+++ Material supplied +++

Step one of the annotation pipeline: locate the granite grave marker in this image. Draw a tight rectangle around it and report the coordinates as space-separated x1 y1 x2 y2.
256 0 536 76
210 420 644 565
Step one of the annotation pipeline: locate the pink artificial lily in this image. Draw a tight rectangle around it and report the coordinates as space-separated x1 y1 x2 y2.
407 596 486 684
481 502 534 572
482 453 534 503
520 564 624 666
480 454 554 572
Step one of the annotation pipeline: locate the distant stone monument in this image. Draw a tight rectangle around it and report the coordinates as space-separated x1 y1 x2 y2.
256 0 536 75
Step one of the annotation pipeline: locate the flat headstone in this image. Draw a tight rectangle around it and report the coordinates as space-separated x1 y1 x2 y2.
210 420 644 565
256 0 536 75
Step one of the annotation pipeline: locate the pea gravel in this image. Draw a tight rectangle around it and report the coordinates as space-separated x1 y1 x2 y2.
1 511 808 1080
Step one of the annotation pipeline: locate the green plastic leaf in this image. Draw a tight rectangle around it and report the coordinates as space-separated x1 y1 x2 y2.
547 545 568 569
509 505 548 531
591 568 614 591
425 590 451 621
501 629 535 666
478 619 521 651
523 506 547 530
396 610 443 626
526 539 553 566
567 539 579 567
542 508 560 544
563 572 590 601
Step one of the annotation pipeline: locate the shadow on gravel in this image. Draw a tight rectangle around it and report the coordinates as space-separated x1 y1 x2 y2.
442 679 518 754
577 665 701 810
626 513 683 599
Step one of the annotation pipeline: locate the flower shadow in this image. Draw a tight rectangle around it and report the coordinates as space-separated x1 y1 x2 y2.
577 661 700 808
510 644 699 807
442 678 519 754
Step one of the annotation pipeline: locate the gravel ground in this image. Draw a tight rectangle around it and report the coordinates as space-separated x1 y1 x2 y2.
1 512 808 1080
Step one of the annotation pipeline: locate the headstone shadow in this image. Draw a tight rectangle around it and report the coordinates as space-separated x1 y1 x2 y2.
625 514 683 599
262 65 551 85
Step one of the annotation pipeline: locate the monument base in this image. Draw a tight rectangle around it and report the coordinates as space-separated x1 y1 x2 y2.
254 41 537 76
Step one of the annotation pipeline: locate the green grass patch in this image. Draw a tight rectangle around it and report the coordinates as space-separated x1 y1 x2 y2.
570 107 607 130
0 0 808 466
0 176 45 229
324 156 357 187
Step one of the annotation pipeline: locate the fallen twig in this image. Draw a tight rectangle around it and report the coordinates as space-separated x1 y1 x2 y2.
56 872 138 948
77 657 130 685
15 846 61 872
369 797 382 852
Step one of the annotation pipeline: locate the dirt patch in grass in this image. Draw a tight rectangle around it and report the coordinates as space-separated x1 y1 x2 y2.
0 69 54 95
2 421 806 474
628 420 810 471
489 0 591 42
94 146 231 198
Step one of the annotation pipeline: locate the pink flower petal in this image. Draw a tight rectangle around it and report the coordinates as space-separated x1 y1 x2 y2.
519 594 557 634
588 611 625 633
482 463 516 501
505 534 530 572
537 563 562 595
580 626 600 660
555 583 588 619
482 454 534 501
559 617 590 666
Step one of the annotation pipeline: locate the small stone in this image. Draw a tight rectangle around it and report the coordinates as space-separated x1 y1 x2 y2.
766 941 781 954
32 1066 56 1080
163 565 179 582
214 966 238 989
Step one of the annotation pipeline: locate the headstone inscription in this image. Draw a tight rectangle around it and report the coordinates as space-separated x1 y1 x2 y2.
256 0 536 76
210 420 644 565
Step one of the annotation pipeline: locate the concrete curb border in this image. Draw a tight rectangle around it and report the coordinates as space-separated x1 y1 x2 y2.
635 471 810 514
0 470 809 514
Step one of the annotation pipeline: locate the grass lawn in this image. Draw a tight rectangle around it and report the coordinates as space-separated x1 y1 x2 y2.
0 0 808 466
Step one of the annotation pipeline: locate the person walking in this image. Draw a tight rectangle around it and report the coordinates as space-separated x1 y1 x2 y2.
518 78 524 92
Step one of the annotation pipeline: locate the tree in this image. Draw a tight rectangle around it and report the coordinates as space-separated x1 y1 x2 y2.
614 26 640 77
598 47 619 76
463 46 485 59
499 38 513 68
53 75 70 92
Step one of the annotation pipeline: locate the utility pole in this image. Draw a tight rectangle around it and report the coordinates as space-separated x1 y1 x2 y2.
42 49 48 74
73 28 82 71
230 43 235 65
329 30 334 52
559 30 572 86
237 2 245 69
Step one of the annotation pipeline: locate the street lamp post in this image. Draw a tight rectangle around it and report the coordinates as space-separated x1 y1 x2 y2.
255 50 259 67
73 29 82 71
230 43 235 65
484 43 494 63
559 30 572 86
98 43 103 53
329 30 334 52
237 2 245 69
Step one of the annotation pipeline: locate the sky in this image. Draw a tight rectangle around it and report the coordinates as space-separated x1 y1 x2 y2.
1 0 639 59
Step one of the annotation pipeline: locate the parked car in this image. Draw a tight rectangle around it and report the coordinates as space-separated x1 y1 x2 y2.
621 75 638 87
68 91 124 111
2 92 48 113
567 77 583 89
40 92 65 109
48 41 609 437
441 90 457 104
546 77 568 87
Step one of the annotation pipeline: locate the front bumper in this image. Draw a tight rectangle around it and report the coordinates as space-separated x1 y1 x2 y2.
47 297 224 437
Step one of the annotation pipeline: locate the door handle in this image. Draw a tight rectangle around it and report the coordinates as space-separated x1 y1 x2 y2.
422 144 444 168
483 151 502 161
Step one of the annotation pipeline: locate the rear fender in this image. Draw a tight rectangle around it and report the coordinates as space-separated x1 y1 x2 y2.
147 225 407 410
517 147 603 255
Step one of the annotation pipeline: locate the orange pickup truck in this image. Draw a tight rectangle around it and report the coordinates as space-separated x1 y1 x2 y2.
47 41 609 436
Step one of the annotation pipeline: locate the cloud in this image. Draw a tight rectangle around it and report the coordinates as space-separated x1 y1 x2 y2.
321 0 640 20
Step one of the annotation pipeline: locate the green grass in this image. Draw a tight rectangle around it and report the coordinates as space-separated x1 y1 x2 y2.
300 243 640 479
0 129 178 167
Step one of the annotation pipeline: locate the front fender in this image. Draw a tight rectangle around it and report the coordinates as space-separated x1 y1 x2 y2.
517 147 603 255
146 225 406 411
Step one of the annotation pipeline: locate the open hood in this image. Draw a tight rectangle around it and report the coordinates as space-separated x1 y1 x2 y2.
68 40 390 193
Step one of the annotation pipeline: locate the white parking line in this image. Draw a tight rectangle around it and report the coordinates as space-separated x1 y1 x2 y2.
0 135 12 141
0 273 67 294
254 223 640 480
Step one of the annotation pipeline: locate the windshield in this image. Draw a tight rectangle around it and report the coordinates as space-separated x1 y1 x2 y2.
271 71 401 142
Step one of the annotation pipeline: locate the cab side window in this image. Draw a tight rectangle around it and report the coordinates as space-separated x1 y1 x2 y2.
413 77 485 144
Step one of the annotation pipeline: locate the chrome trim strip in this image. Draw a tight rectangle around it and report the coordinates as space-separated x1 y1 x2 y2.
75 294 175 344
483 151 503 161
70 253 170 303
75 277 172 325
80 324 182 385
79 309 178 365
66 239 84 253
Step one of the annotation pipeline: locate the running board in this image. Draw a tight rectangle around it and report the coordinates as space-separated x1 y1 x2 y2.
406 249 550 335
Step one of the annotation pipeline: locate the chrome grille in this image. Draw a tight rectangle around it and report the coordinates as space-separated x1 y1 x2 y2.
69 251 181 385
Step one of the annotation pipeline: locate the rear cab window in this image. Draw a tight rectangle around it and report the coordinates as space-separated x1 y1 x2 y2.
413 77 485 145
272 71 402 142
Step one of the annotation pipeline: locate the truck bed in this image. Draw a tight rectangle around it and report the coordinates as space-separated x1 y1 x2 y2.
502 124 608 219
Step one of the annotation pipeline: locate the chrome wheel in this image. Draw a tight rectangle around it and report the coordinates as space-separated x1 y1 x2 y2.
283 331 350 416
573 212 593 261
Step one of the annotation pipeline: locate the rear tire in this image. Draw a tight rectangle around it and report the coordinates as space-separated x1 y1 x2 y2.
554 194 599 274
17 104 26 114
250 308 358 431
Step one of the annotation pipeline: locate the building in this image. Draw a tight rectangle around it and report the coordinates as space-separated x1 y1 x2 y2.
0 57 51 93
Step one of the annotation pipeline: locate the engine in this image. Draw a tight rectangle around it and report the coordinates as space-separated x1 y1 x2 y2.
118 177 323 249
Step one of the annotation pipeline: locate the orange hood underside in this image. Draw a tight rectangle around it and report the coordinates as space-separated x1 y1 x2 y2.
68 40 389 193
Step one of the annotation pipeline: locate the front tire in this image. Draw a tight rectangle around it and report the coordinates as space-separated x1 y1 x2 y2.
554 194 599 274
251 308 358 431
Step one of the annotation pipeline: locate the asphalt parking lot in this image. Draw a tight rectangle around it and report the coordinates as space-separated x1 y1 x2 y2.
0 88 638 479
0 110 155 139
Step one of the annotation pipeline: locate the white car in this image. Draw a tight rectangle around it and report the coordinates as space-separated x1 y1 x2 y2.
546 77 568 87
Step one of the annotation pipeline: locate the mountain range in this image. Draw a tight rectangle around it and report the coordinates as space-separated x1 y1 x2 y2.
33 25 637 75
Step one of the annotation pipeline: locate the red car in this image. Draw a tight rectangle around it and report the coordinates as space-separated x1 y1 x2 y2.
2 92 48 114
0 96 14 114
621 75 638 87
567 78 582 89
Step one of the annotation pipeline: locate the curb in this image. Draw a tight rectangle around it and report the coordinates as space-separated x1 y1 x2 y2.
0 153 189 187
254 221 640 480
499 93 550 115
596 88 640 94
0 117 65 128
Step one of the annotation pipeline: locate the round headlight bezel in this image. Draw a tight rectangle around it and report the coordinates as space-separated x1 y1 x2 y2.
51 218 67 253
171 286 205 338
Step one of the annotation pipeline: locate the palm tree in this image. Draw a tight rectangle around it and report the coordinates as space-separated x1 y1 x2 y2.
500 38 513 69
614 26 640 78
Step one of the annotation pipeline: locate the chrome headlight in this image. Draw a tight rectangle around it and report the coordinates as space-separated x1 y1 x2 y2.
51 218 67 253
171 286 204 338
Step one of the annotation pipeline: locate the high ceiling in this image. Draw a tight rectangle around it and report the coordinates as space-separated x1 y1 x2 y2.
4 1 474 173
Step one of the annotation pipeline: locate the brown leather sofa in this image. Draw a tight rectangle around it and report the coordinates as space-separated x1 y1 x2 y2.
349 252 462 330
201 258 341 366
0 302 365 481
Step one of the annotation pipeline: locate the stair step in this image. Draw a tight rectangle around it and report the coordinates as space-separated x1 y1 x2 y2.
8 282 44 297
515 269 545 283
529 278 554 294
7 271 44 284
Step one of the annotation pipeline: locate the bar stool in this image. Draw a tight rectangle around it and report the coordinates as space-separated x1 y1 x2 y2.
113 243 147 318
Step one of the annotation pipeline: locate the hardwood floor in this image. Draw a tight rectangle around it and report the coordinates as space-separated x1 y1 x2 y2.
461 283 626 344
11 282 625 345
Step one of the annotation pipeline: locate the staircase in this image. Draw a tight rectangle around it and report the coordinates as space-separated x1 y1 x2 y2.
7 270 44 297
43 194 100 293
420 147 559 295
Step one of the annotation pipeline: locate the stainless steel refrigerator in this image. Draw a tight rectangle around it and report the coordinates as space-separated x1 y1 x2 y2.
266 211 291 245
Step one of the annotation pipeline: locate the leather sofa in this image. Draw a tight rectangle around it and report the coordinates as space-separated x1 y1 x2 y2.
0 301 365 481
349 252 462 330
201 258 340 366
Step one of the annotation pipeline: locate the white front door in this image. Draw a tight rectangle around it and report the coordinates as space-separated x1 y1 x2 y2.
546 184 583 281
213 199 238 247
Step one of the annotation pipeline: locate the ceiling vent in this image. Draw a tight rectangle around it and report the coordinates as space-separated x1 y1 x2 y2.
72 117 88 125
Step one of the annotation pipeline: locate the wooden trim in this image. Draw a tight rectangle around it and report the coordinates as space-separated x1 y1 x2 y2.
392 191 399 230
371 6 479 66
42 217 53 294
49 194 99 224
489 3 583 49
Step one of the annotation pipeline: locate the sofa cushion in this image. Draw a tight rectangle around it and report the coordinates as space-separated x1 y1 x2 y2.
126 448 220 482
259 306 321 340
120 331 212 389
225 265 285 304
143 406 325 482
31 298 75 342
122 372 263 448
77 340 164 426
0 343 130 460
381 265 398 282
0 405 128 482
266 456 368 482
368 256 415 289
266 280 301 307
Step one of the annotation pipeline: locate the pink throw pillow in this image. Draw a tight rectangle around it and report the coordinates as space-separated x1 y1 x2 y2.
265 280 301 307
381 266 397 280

+++

Exercise brief: Start at the line holding "Step one of the annotation pipeline: locate the pink throw" and retype each line through the end of the material above, both included.

Exercise answer:
Step one of the annotation pipeline: locate the pink throw pillow in this image. Draw a tight rectangle around it and report the coordinates as space-separated x1 y1 x2 y2.
265 280 301 307
381 266 397 280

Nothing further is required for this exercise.